Copy the passage below about the squatted office building word for word, in full.

== Excerpt provided ==

Living quarters in this way took up the aboveground stories, thirty to thirty-five offices a floor. Into bathrooms, which variously came with pairs or rows of sinks, sitting or squat toilets, and mirrors, squatters had built showers. At least one room per floor served as a kitchen, but all did not have kitchen fixtures. The kitchen on the second floor, though it was much used, lacked a sink. A squatter who lived on the third floor told me they’d had, on that floor, to padlock the kitchen. Reputedly clean, it attracted the messier residents of other floors. After they finished making messes on their floors, they came and made a mess on the third floor. Though he characterized the padlock as a necessity, it embarrassed him, as the proper role for a squat, by which he seemed to mean its default action, the direction of motion within, was to open, he said, not close.
Hallways wrapped the building, graffiti serving as street signs. In a stairwell, French words for “Live Fast Die Young” marked off the third floor; a death’s-head labeled the basements. At least one of the artists spoke of signing pieces “Le Bloc” in the hope of getting work piling up to cohere into a movement, and while I don’t think this plan gained traction, the will was genuine; some artists developed a memorable brand: a skull and crossbones below which unfurled the legend, in English, LE BLOC SONS OF ANARCHY.
They had at least one motto: Tu dors t’es mort, “Sleep and you’re dead.” This was explained to me as a challenge, serving to encourage participants in a shared project of sleeplessness, and as a constraint on behavior, to dissuade them from falling asleep just anywhere.

===
== Data lines ==

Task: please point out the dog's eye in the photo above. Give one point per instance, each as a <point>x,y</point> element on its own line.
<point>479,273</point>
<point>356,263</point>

===

▸ Response to the task:
Living quarters in this way took up the aboveground stories, thirty to thirty-five offices a floor. Into bathrooms, which variously came with pairs or rows of sinks, sitting or squat toilets, and mirrors, squatters had built showers. At least one room per floor served as a kitchen, but all did not have kitchen fixtures. The kitchen on the second floor, though it was much used, lacked a sink. A squatter who lived on the third floor told me they’d had, on that floor, to padlock the kitchen. Reputedly clean, it attracted the messier residents of other floors. After they finished making messes on their floors, they came and made a mess on the third floor. Though he characterized the padlock as a necessity, it embarrassed him, as the proper role for a squat, by which he seemed to mean its default action, the direction of motion within, was to open, he said, not close.
Hallways wrapped the building, graffiti serving as street signs. In a stairwell, French words for “Live Fast Die Young” marked off the third floor; a death’s-head labeled the basements. At least one of the artists spoke of signing pieces “Le Bloc” in the hope of getting work piling up to cohere into a movement, and while I don’t think this plan gained traction, the will was genuine; some artists developed a memorable brand: a skull and crossbones below which unfurled the legend, in English, LE BLOC SONS OF ANARCHY.
They had at least one motto: Tu dors t’es mort, “Sleep and you’re dead.” This was explained to me as a challenge, serving to encourage participants in a shared project of sleeplessness, and as a constraint on behavior, to dissuade them from falling asleep just anywhere.